►
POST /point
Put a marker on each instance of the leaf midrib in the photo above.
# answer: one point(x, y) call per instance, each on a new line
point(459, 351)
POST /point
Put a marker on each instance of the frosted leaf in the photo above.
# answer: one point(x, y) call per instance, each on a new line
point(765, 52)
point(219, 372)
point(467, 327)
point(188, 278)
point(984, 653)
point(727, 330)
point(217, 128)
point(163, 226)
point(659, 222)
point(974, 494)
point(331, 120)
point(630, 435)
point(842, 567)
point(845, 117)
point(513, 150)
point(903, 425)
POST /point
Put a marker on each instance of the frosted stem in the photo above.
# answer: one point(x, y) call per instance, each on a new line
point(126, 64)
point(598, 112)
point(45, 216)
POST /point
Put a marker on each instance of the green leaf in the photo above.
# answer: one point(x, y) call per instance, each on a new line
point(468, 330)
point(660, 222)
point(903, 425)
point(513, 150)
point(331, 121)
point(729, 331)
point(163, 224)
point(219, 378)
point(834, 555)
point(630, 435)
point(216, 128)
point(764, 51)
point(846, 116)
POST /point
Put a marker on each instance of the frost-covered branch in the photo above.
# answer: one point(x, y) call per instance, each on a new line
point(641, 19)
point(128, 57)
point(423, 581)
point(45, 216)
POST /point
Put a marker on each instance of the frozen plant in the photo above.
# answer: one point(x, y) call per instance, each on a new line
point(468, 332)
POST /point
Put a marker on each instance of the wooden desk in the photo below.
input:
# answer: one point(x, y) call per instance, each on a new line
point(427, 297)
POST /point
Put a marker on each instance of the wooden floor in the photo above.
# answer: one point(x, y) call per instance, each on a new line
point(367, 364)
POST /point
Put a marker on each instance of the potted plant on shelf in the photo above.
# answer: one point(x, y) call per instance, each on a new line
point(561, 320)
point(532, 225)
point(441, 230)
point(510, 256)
◄
- [Given request]: Reproduce every item above verbatim, keeping each line unchanged and in its original order.

- [Solved problem]:
POST /point
Put a marker on each instance of the leaf midrib in the photo above.
# answer: one point(x, y) call per instance, each on a new line
point(459, 351)
POST /point
Put a marker on each instance of the frosted leaf in the photo above.
# answer: one point(x, y) call per instance, each on a new line
point(765, 52)
point(219, 372)
point(467, 327)
point(188, 278)
point(984, 653)
point(727, 330)
point(217, 128)
point(163, 226)
point(659, 222)
point(974, 494)
point(331, 120)
point(630, 435)
point(842, 567)
point(845, 117)
point(513, 150)
point(903, 425)
POST /point
Put a marker on each instance of the frosted stem in the photo above.
# answer: one point(x, y) call per instance, each on a new line
point(126, 64)
point(598, 112)
point(45, 216)
POST /point
Put a marker on each instance of the green leaf in the photo above.
# answer: one point(x, y) call per instance, each on a new line
point(468, 330)
point(660, 222)
point(903, 425)
point(513, 150)
point(331, 121)
point(729, 331)
point(163, 224)
point(219, 378)
point(834, 555)
point(630, 435)
point(216, 128)
point(764, 51)
point(846, 116)
POST /point
Put a marker on each instance of the frost-covered branch in the photo above.
# answer: one point(x, y) call per instance, each on a new line
point(641, 19)
point(128, 57)
point(423, 581)
point(45, 216)
POST /point
Put a marker on each instance of the frozen plant in the photo above.
# answer: one point(x, y) call per instance, each on a new line
point(468, 332)
POST /point
Put a marker on each instance of the wooden desk in the photo below.
input:
# answer: one point(x, y) call per instance, each on a new line
point(427, 297)
POST /point
Put a marker on each instance of the wooden floor in the photo above.
# answer: one point(x, y) call per instance, each on a new line
point(367, 364)
POST /point
Put a marker on each instance of the potted plant on shelf in the photo above.
# answer: one point(x, y) call per instance, each on a new line
point(561, 320)
point(532, 225)
point(441, 230)
point(510, 256)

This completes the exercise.